# SLI GPGPU Question

This topic is 2190 days old which is more than the 365 day threshold we allow for new replies. Please post a new topic.

## So, I recently found out that it is possible to render shadow maps using WARP devices, on an independent CPU thread. This brought up some questions Is it possible, if the user has 2 Graphic Cards, to use one for GPGPU (ie: calculating shadow maps, and rotating spherical harmonics), while the other one does the primary rendering? If so, can someone provide me with a code example, or at least pseudo code?

##### Share on other sites
Using a 2nd card explicitly (as opposed to the SLI/Crossfire way) is done by creating a 2nd device in the exact same way as using WARP, but declaring the adapter directly. Once done, you can use the device however you would normally. Note that Shaders, Vertex Buffers etc are all created on the Device level, and so would need to be created for both devices.

Resources can be shared between 2 devices, but at this time its restricted to (IIRC) 2D RGBA8 render targets without mipmaps. Syncing between the 2 devices, is not a trivial issue though, as you really don't want to block either GPU or the CPU, and its hard to enforce timing across the board without doing so.

##### Share on other sites
Thanks for the reply, just a few more questions.

1) What if the cards have different GPUs? (ie: A GTX 590, and a GTX 460) Can I use the smaller spec card for computation?

2) Do both devices have to be controlled by the main thread? Or can I use them on the thread which they were created on?

3) How do I check for multiple GPUs? Is this built into DirectX, or do I have to check the registry, and if so, what key?

4) Can I use one for CUDA, while the other one uses DirectX, and interpolate between the two cards?

Finally, 5) If the primary card doesn't meet the graphical requirements of my game engine, can I do the rendering on the other one, and display it through the primary card?

### [DIRECTIONS]
A: In the forum thread, how is a second graphics card used explicitly instead of through SLI/Crossfire?
B: Please reproduce the forum thread's text, starting with "3) How do I" and going on through "the two cards?".

### [LISTED ENTRIES]

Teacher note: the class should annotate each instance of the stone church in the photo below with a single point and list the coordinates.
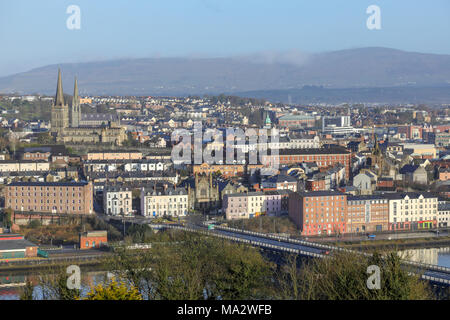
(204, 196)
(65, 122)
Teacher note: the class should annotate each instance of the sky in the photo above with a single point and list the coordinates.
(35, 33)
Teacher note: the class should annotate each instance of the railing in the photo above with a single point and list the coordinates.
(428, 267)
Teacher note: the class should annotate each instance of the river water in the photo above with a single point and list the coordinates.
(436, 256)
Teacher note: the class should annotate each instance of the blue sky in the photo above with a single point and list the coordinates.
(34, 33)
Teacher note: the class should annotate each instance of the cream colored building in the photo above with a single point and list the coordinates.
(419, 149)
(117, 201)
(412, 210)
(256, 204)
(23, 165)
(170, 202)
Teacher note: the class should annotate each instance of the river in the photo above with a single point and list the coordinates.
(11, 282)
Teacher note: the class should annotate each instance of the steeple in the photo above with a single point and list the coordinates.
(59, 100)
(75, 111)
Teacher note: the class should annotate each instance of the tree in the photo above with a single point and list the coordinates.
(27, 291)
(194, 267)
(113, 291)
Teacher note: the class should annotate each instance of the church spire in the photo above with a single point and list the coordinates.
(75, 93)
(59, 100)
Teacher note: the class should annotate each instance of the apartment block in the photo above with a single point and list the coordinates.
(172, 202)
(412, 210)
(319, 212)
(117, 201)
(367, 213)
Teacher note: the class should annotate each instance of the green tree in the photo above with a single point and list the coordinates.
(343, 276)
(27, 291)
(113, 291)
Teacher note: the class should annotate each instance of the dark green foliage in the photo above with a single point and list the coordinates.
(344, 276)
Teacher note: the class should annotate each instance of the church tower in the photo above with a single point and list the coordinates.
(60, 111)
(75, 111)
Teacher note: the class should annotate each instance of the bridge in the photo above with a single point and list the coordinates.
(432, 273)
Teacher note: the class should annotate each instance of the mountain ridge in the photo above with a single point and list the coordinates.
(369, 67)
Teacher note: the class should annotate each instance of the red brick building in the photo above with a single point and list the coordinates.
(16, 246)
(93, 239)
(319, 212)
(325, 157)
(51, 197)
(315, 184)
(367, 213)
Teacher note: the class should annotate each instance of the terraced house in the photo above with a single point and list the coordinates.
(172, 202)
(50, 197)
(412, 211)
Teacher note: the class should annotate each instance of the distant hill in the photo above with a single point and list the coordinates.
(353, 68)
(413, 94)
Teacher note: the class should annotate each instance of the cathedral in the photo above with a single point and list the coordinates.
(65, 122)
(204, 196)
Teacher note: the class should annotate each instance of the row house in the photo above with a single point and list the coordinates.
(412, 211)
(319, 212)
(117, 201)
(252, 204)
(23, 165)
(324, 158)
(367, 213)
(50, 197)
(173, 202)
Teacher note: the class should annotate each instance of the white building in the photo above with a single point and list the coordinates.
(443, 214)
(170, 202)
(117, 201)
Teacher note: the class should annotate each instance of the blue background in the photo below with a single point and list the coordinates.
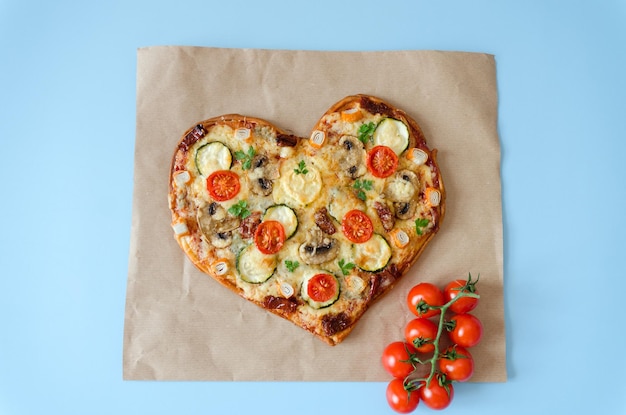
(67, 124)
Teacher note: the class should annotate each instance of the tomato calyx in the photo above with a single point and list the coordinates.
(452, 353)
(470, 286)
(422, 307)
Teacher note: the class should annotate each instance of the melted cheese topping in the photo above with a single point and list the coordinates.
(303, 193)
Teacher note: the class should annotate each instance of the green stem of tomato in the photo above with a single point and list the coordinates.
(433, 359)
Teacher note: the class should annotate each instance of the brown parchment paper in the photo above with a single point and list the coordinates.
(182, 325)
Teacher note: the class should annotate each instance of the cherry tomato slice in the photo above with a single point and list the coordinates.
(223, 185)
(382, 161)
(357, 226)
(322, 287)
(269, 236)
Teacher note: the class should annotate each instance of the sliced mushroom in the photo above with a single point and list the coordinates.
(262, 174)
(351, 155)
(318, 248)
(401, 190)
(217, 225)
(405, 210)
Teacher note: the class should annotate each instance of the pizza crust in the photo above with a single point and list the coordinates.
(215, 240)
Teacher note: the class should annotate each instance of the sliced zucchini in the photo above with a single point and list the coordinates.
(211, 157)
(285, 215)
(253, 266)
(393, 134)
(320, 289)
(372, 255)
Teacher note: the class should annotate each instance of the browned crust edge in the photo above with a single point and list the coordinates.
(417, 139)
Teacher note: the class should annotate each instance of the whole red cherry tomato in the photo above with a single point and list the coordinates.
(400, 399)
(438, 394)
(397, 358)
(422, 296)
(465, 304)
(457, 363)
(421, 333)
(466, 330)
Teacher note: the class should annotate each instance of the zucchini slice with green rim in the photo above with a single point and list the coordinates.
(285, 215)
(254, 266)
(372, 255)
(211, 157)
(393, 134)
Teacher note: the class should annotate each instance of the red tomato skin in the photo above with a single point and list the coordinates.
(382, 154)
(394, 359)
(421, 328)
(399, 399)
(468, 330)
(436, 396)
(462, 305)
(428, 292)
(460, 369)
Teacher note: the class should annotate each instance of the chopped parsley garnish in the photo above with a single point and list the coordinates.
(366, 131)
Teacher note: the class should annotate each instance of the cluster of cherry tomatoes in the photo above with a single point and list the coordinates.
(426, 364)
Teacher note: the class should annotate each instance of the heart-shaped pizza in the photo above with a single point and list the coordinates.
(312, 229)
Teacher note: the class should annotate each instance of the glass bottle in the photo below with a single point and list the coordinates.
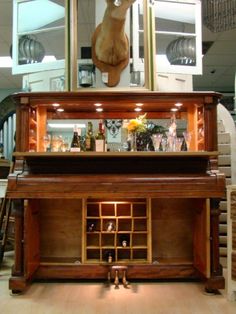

==

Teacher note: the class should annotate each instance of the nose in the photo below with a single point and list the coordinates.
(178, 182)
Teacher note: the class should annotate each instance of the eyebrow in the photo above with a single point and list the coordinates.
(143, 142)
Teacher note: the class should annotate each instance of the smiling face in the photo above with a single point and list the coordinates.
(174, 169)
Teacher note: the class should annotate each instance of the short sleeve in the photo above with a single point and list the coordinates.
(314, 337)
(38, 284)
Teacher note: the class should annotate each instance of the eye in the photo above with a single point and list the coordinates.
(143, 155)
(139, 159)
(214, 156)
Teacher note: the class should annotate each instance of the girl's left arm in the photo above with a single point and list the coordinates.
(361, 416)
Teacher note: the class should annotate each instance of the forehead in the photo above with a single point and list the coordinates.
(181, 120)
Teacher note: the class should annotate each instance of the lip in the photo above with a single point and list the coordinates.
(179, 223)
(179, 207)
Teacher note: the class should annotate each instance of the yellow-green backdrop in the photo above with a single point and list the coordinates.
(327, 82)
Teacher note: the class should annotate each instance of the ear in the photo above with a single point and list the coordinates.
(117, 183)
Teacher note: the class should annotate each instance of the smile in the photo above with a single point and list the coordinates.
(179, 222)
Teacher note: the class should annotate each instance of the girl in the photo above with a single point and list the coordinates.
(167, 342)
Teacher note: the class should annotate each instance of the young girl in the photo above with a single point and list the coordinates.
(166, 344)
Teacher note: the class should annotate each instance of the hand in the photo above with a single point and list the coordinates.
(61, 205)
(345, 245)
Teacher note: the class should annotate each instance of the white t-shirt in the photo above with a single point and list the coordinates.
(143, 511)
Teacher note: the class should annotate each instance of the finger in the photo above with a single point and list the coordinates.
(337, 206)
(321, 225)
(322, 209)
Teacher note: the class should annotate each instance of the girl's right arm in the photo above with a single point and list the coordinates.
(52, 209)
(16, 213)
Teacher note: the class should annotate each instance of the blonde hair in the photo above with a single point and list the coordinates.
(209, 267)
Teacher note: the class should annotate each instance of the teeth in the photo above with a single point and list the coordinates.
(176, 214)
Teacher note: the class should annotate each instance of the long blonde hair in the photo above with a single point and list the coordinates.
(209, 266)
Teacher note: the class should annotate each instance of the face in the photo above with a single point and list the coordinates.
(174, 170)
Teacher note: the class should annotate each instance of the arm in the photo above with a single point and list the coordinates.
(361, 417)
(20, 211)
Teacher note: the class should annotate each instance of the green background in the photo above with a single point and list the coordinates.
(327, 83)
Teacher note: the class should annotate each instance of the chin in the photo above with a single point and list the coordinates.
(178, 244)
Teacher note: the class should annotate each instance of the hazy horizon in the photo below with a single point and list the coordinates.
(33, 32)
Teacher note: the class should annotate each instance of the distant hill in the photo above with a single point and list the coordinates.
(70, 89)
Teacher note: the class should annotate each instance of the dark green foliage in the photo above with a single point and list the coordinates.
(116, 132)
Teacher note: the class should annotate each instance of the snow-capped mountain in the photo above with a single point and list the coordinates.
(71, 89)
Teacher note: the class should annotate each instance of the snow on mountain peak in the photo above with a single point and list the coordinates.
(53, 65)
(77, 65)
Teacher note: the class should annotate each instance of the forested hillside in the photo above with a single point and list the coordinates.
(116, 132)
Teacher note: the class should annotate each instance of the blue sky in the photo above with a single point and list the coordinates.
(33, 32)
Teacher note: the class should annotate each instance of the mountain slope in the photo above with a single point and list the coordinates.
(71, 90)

* * *

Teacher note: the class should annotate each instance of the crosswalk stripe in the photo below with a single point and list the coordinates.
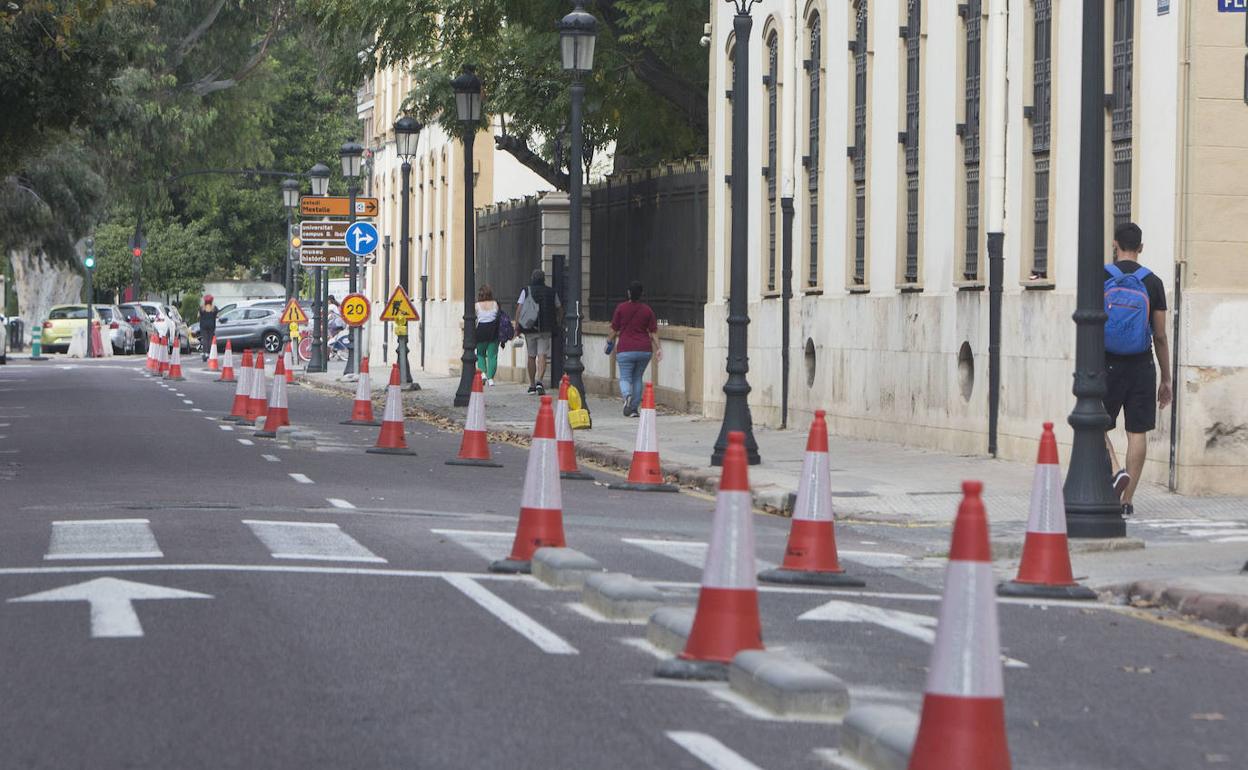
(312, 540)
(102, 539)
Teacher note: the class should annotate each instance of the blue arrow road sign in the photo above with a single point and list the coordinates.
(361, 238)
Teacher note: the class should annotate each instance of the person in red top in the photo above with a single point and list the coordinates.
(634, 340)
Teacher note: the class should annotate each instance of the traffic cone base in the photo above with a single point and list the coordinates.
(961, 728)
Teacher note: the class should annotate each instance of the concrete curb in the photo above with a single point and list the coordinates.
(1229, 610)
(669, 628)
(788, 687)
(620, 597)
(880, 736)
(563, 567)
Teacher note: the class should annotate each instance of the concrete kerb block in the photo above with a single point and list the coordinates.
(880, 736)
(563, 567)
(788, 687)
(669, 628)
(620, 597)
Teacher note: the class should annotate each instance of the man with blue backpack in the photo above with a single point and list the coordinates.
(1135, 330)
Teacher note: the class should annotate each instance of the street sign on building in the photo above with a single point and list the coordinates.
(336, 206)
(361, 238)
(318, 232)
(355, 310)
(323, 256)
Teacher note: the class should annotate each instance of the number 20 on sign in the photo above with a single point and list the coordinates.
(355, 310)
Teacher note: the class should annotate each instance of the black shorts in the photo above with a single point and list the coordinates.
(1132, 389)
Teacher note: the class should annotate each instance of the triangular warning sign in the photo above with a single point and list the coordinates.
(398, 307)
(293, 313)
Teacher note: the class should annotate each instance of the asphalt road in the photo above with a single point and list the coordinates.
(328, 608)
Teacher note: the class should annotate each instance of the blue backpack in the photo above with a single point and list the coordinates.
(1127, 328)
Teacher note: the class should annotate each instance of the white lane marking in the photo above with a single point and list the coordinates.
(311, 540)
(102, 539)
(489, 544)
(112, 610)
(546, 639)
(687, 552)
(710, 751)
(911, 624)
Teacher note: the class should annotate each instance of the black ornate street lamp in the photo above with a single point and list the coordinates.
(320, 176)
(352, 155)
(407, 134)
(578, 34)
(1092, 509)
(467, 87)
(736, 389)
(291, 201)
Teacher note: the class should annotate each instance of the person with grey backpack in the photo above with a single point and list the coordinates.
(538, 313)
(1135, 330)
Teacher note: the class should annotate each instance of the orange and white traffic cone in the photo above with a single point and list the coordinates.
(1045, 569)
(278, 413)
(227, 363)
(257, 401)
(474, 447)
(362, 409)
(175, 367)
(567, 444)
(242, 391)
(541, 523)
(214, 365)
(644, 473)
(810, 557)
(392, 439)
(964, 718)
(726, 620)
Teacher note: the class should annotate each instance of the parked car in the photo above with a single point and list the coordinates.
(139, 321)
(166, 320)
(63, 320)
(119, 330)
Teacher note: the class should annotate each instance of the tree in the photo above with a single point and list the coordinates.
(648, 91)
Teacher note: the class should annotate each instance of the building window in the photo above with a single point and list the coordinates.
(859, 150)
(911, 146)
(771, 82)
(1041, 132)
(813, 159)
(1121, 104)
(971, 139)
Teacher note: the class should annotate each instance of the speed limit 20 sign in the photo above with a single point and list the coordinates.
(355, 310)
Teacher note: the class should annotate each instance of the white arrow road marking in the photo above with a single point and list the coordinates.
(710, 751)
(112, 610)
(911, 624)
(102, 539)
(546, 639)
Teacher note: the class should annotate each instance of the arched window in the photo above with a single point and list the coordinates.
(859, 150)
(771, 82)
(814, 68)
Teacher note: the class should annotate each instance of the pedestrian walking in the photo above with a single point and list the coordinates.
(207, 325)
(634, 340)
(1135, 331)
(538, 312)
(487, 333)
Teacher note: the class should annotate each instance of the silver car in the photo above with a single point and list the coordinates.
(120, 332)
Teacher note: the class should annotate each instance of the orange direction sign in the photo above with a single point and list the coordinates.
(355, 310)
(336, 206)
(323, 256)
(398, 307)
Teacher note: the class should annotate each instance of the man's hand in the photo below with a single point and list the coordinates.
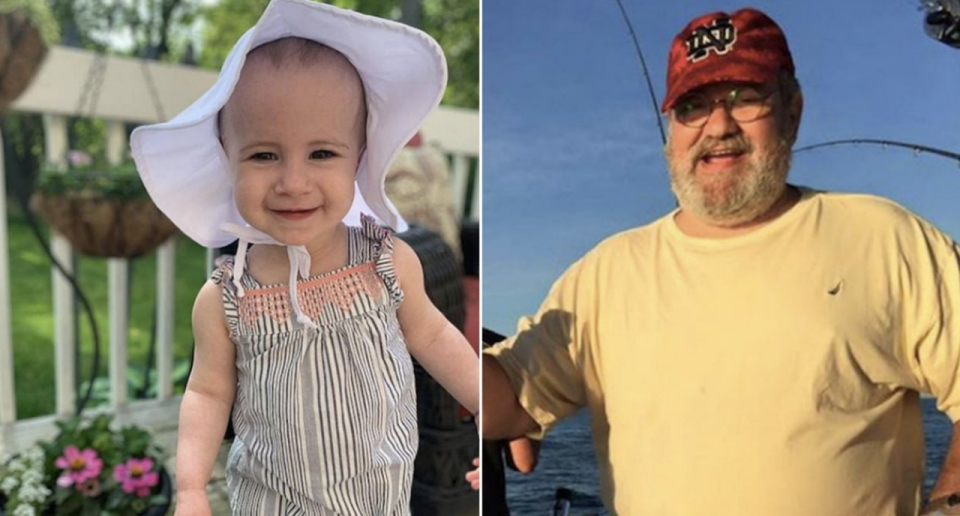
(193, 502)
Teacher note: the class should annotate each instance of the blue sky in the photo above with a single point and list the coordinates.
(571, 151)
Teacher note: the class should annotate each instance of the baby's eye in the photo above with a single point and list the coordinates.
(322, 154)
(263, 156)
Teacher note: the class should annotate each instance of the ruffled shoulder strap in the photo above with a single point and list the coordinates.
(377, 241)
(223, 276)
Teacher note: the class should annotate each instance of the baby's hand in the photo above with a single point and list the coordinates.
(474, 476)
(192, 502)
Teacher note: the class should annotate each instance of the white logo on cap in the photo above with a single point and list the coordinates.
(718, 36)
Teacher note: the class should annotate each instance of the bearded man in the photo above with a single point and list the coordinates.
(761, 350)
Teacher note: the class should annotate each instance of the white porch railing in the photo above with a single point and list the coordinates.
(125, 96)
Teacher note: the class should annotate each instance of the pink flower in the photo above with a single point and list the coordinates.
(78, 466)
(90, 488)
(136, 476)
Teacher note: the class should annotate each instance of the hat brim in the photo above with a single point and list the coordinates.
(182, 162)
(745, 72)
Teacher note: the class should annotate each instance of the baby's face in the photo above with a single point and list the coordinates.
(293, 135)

### [RESULTS FOR EACH TASK]
A: You create a second device the same way as with WARP, but declare the adapter directly.

B:
3) How do I check for multiple GPUs? Is this built into DirectX, or do I have to check the registry, and if so, what key?

4) Can I use one for CUDA, while the other one uses DirectX, and interpolate between the two cards?